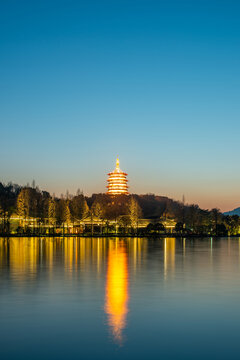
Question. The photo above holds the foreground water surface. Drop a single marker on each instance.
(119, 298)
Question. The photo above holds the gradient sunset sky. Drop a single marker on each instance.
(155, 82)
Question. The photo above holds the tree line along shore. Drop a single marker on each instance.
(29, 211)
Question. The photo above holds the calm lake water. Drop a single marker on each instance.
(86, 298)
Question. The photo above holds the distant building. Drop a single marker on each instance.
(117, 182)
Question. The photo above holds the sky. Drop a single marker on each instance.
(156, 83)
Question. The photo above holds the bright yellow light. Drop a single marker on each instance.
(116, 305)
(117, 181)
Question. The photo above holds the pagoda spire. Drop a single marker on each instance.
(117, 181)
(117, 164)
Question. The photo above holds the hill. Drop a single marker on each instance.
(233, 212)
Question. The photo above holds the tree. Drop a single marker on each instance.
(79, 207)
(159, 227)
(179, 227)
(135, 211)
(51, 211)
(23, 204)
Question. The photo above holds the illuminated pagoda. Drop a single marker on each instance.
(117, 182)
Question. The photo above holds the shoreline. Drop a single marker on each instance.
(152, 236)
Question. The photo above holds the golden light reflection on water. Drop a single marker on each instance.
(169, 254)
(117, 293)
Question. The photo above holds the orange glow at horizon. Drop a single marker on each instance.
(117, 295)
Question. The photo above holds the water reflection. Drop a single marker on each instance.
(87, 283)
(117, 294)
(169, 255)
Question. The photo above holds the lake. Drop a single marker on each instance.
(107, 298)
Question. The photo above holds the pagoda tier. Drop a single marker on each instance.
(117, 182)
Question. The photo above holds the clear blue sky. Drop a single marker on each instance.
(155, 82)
---
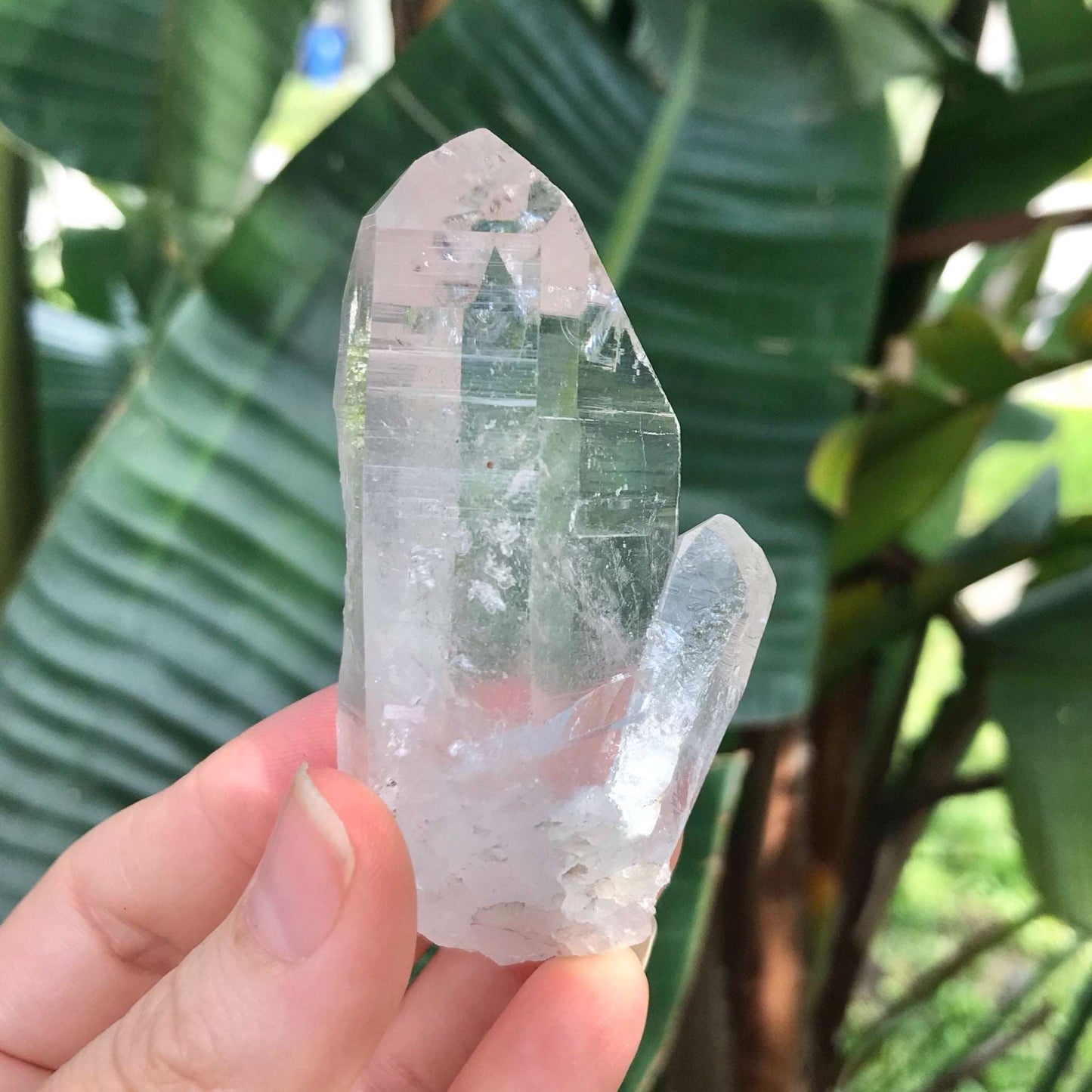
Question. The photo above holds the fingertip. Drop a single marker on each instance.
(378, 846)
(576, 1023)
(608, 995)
---
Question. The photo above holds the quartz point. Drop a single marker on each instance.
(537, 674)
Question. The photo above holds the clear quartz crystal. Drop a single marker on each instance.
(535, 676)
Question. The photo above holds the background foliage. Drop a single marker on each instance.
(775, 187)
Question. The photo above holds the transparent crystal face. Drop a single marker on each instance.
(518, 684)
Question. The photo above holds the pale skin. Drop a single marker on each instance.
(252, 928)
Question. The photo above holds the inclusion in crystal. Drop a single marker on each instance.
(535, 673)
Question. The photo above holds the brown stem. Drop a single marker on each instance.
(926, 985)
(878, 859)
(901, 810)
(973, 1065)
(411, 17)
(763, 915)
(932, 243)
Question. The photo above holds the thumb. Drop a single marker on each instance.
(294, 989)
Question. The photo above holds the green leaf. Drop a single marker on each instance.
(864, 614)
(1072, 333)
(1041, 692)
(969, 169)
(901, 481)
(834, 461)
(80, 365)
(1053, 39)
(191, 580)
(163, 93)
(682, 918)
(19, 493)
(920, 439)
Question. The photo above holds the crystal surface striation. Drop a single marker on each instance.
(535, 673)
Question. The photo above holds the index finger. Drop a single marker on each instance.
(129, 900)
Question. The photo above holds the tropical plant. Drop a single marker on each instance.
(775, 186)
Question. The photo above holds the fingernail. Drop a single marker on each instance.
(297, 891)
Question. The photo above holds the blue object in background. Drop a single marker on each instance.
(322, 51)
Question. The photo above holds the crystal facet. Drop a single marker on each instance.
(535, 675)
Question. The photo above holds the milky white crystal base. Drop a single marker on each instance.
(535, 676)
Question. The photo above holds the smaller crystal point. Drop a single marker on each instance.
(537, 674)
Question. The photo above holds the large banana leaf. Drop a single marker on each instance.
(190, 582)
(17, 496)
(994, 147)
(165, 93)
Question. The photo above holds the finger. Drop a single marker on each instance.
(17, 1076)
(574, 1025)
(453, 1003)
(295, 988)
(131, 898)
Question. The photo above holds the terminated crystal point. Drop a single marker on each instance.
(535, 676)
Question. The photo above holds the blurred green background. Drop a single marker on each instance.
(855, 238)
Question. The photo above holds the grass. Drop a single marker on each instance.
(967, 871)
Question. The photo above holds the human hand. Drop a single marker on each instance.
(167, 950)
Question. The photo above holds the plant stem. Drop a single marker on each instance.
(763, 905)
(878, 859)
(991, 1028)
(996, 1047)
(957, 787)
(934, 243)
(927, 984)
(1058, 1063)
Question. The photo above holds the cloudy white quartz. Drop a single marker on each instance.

■ Request ■
Return every line from the rows that contains the word "background", matching case exactly.

■ Finished task ■
Question. The photo above holds the background foliage. Drop a single marker on each instance.
Question. The photo above holds the blue object in background. Drop a single marker on each instance.
Question. The photo above holds the blurred green background. Drop a single marker on each instance.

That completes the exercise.